**Your task**
Set down the data below exactly; pictures stay out.

**Data**
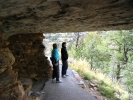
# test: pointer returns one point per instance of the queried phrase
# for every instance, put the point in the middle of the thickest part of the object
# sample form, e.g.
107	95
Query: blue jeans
64	67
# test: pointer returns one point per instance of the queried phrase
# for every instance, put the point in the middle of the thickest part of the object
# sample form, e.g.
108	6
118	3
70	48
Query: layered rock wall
46	16
10	87
29	54
22	59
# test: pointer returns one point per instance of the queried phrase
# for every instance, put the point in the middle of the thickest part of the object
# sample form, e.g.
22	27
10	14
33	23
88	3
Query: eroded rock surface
44	16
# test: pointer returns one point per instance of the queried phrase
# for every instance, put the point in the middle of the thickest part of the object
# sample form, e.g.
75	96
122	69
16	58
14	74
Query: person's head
64	44
54	46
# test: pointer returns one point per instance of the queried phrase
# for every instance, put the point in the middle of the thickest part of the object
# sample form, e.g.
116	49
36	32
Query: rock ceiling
44	16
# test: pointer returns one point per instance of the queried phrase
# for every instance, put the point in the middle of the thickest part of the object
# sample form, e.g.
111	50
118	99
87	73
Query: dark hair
54	46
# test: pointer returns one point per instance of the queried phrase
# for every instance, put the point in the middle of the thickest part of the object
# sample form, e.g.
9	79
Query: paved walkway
69	89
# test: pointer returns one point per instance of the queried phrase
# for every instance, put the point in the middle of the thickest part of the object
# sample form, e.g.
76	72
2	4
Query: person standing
64	58
56	57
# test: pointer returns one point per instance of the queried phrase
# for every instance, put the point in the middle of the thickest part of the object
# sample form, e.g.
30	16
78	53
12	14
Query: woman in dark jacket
64	58
56	56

**Task answer**
# test: pointer returns one point per instance of the queried phrase
# for every instance, put the point in the middle of the thickest part of the object
# sample form, e.g.
107	95
Query: blue jeans
64	67
# test: pointer returns one point per instance of the queried phrase
# for every instance, put the point in the middle of the thickest part of the object
# sample form, e.g.
108	6
118	3
70	48
Query: layered rock wall
46	16
10	87
29	54
22	59
# test: pointer returns one point per instance of the queried phrase
# for every instance, put the point in the middle of the thickest part of the object
# sample form, e.g.
22	27
10	14
33	23
88	3
Query: eroded rock surface
44	16
# test: pointer returns one point per instance of the queried phrase
# for every instance, put the point in the middle of the thickest part of the object
# sample form, e.g.
75	96
122	69
16	58
14	74
Query: person's head
64	44
54	46
# test: pointer returns one point per instance of the queried phrase
# for every instance, put the point in the middle of the thickest part of the object
# sample form, e.g.
116	49
36	32
Query: rock ceiling
44	16
# test: pointer returns one point per instance of the queried phrase
# for every instance, put the point in the middle of the thickest part of the object
# sample form, e.g.
111	50
118	99
87	73
Query: dark hair
54	46
# test: pointer returns one point per instance of the queried phrase
# for every instance, put the point in the middle of the thickest part of the object
# sample form, e.g.
9	79
Query: paved walkway
69	89
# test: pointer returns one point per instance of the queried phrase
# for every instance, put the point in the middle of the thickest part of the object
# sample form, e.g.
76	72
2	4
Query: person standing
64	58
56	57
# test: pointer returns one point per instance of the queried phrase
# for every instance, put the point in the middle of the thickest part of the object
# sample form, e.g.
30	16
78	53
12	14
Query: woman in dark jacket
64	58
56	56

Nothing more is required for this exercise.